** Begin Source passage **

Wednesday, July 28, 2010

Applying the Rails

I managed to get both rails on this week and it wasn't as tough as I thought. The glueing together of the rail pieces that I did last week worked well with no separation issues when I inspected them. One of the rails was slightly out of alignment where the last short piece was glued to the second longer section, but that turned out to be a non-problem when I went to glue it to the hull.

Most of the first day was spent planing the taper of the bow ends of the two inner rails as advised by the instructions and then cleaning up excess epoxy by planing, sanding, etc. I'm a pretty slow planer but I'm getting better. Each inner rail was then dry fitted to the edge of the sheer by means of clamps and then two countersunk holes were drilled into the breast hooks on each side through both rails. The wood used for the rails is extremely hard and I was forced to discover the higher speed setting on my cordless drill. One rail is removed, both contact surfaces are covered with epoxy, the rail is then wrestled into position and the two wood screws are driven through the rail into the bow breast hook side. Then it's simply a matter of applying the rail progressively toward the stern, attaching clamps as you go. When you get to the stern breast hook two more holes are drilled and screws driven home. Then you do the other side. I managed to use every c-clamp, spring and spanner clamp I had, 39 in all! CLC says that 15 is the minimum and 30 is better but 45 would be even better, with most of them being c-clamps.

I can't imagine attempting to do this with just 15 clamps. You're not so much bending the rail to the sheer as pulling the sheer out to meet the rail, and for this reason the much more powerful c-clamps are more useful.

** End Source passage **

■ **Exercise set**:
1 > Reproduce the part of the post about applying the rails that starts with "Wednesday, July 28, 2010" and goes on through "to the hull.".
2 > Carry on with the account of fitting the rails to the hull from the point where it stops.

** Begin Given information **

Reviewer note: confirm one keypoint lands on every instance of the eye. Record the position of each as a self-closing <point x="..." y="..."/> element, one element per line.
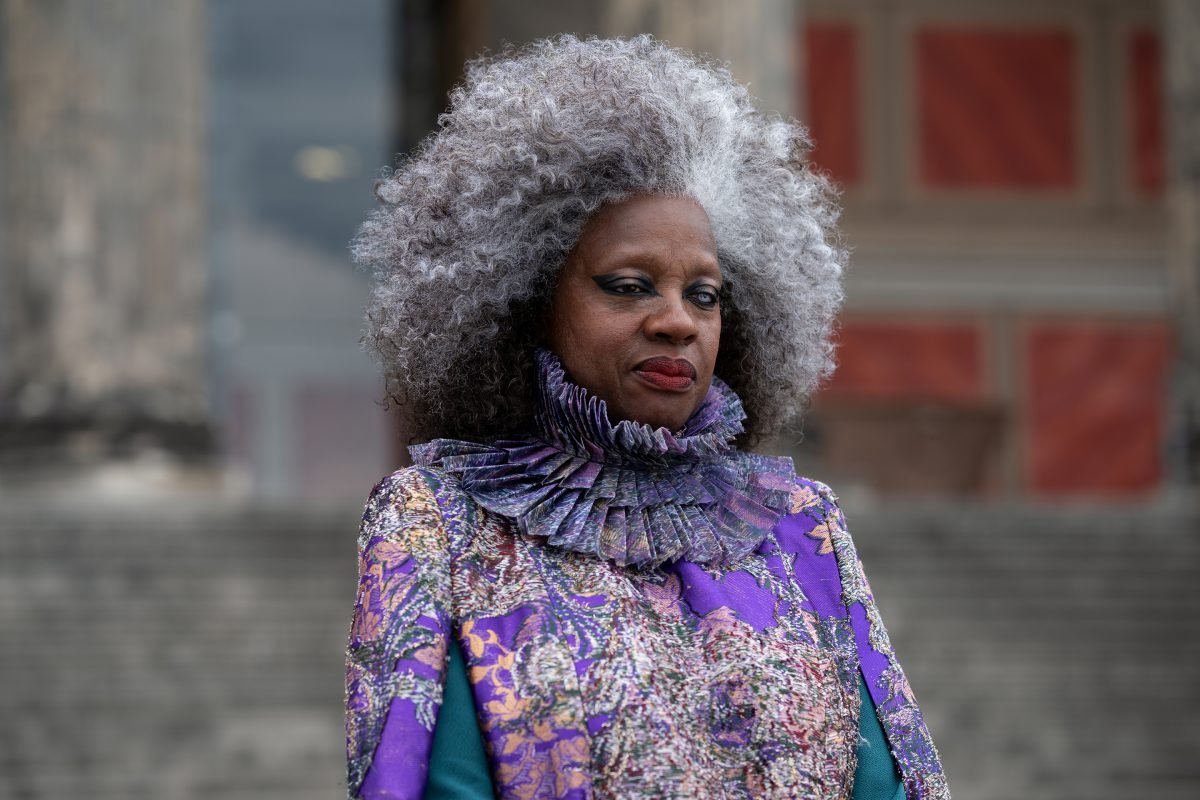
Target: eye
<point x="624" y="286"/>
<point x="706" y="296"/>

** End Given information **

■ **Answer list**:
1 >
Wednesday, July 28, 2010

Applying the Rails

I managed to get both rails on this week and it wasn't as tough as I thought. The glueing together of the rail pieces that I did last week worked well with no separation issues when I inspected them. One of the rails was slightly out of alignment where the last short piece was glued to the second longer section, but that turned out to be a non-problem when I went to glue it to the hull.

2 >
The instruction book says to rasp both stems down to a one inch flat surface, but I just noticed that the photos in the book show the top of the stems are left pointed, which is news to me. In the shot at the left you can see a gap is created between the rails and the prow because I flattened the stem some in this area as well. I'm going to have to modify both points when it comes to planing down the rails to a "pleasing shape" as CLC says, and I have a plan for this.

After letting the inner rails cure for 24 hours minimum the 8 wood screws are removed from the bow and stern. Mercifully, the rails didn't pop off the boat when I did this. I'm getting more and more confident of the holding power of the epoxy. The second, outer set of rails is attached in the same manner as the inner ones. Here the spring clamps are almost useless because you're pulling not only the sheer but also the inner rails out to meet the outer rail. A 48 hour cure time is needed now at 70 degrees. No problem because I have to be back in Minneapolis until sometime next week.

Next week: rounding the top outer edge of the rails and shaping the points. I'm thinking of buying or borrowing a router to save on sanding time.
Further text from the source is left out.